(Records)
===============

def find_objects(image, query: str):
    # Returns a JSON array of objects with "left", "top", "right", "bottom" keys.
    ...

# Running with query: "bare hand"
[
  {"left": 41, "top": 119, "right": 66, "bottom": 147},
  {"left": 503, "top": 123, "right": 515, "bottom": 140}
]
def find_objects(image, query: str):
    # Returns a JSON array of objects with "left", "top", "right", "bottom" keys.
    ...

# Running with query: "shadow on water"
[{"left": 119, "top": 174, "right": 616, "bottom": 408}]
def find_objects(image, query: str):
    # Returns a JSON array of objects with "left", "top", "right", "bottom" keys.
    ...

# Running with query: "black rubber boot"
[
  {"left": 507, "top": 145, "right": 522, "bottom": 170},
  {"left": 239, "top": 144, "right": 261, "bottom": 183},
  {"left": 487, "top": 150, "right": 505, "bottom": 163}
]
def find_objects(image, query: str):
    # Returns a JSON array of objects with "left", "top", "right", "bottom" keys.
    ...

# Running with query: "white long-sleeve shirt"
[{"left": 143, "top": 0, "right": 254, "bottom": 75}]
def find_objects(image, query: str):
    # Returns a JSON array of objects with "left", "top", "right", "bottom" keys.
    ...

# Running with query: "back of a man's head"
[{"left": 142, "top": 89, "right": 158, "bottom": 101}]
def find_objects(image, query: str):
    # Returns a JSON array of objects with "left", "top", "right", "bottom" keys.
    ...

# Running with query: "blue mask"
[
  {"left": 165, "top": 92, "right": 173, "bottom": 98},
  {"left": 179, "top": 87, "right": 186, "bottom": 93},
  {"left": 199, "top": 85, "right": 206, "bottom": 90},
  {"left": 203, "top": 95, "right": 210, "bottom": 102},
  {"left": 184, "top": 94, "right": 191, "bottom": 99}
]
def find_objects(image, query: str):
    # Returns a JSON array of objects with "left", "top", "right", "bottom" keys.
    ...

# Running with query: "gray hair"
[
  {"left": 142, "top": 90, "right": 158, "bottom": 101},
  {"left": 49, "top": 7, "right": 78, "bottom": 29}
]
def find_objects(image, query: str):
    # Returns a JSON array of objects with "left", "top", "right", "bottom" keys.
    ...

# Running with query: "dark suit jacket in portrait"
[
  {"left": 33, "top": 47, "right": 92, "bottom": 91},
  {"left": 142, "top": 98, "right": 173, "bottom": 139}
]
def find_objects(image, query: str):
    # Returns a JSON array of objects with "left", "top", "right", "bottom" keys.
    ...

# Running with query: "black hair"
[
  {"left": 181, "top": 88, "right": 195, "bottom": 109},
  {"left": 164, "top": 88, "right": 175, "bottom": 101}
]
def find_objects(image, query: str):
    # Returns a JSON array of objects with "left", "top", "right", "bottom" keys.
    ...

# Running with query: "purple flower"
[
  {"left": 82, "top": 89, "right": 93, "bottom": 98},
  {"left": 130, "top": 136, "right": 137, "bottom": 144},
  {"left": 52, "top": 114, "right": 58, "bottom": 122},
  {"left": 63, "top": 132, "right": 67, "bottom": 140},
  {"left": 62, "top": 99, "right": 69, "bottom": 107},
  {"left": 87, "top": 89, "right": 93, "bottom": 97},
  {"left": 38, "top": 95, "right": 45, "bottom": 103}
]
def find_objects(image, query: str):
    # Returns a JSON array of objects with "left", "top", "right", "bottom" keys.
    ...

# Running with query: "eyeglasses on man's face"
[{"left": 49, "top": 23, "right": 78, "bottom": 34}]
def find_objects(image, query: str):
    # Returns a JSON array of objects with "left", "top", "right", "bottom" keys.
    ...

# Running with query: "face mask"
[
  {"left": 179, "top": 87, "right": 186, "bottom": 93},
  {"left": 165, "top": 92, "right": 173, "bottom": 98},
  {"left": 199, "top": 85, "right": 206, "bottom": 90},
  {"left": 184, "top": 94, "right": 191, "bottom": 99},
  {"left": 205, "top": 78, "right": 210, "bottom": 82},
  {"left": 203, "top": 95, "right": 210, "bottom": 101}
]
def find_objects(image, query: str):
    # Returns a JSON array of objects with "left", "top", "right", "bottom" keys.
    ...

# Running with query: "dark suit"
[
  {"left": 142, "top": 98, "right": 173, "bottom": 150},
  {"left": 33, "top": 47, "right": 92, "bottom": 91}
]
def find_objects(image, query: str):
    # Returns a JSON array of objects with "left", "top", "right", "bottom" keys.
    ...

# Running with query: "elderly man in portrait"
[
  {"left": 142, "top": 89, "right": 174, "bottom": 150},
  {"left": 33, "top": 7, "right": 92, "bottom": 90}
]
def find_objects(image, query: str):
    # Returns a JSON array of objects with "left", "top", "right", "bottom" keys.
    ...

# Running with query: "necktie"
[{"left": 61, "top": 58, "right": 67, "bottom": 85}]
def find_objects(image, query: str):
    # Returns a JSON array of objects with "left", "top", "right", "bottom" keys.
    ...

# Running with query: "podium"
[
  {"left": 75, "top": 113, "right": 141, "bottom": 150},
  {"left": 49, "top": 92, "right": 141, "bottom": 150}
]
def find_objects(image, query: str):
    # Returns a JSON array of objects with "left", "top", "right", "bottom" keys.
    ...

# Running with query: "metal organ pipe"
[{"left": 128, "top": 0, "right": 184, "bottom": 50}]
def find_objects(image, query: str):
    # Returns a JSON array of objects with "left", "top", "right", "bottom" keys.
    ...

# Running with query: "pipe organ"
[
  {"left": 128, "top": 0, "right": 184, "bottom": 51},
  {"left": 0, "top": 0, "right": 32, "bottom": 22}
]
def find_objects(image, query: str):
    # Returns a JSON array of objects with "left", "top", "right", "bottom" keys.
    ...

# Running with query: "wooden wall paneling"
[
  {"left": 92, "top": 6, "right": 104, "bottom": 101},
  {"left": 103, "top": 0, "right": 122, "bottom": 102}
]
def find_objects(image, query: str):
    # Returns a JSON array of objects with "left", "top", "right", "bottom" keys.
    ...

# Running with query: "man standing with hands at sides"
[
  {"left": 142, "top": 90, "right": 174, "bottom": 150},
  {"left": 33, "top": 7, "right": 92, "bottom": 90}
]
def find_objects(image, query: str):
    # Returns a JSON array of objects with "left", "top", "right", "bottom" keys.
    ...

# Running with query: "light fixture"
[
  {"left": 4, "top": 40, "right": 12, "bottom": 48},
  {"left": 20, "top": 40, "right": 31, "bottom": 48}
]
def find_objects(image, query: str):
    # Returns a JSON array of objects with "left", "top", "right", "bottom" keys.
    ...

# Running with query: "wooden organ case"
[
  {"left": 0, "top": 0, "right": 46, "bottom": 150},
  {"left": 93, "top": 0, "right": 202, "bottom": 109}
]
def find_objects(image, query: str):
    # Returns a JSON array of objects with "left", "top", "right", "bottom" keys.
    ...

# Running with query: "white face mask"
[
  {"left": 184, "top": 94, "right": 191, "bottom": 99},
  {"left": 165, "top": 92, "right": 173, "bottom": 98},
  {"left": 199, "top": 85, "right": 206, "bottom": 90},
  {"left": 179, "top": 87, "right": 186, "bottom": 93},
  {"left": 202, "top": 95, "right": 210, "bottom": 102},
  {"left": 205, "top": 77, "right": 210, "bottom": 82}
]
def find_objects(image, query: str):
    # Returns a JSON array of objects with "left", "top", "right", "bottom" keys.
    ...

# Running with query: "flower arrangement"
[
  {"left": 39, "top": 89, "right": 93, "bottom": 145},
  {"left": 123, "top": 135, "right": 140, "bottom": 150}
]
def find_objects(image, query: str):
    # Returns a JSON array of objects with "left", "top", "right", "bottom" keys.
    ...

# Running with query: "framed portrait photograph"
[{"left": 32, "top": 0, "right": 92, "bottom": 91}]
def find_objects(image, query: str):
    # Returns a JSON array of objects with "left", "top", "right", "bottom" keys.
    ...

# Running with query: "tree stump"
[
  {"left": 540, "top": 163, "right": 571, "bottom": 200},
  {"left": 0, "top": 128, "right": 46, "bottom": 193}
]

===============

Find every line in the data above that contains the word "white" and copy each of those lines in full. Treat case as significant.

RESPONSE TO THE TASK ▸
# Running with query: "white long-sleeve shirt"
# Running with query: "white face mask"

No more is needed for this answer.